FRAGMENTO PROPORCIONADO
No hay una clara relación entre el tamaño del cerebro y la inteligencia. Los seres humanos, considerados la especie más inteligente del planeta, tienen un cerebro diminuto en comparación con otros animales.
Comparativamente, los cerebros de otros dos mamíferos, las ballenas y los elefantes, son bastante mayores que el nuestro. El peso de las primeras es del orden de 5000 gramos y el de los paquidermos todavía mayor, unos 8000, muy por encima de los 1350 gramos del peso medio del cerebro humano.
Ni siquiera se pueden exceptuar los cerebros de intelectuales brillantes. Albert Einstein, por ejemplo, considerado poseedor de una de las mentes más brillantes de la historia, tenía un cerebro de un volumen común y corriente.
Así las cosas, estaba claro que había que buscar otra forma más fiable de medir la capacidad intelectual, dado que usualmente, los animales más grandes tienen cerebros más grandes que los animales pequeños y esto no está indicando nada concreto sobre su intelecto. Se propuso, como más fiable, medir cuanto peso suponía el del cerebro en relación al peso total del cuerpo. De esta manera, el hombre sí se coloca por delante de los grandes animales con cerebros de gran peso neto, pero de cuerpos proporcionalmente mucho mayores. No obstante había un pequeño animal que, según esta forma de medición, se constituía en el gigante intelectual de todos los seres vivos existentes. Ni más ni menos que la musaraña, un diminuto mamífero similar a un ratón que, como curiosidad, es el mamífero más activo que existe. Muchas de las especies comen su propio peso diariamente y pueden, incluso, morir si pasan más de cuatro horas sin alimentarse.

ENUNCIADO
Transcribe sin cambios el pasaje del texto anterior sobre el tamaño del cerebro que empieza en las palabras que incluyen "No hay una clara" y termina después de "del cerebro humano.".

DATOS MOSTRADOS
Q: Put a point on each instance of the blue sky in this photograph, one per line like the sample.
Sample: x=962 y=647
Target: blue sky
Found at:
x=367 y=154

SOLUCIÓN DESARROLLADA
No hay una clara relación entre el tamaño del cerebro y la inteligencia. Los seres humanos, considerados la especie más inteligente del planeta, tienen un cerebro diminuto en comparación con otros animales.
Comparativamente, los cerebros de otros dos mamíferos, las ballenas y los elefantes, son bastante mayores que el nuestro. El peso de las primeras es del orden de 5000 gramos y el de los paquidermos todavía mayor, unos 8000, muy por encima de los 1350 gramos del peso medio del cerebro humano.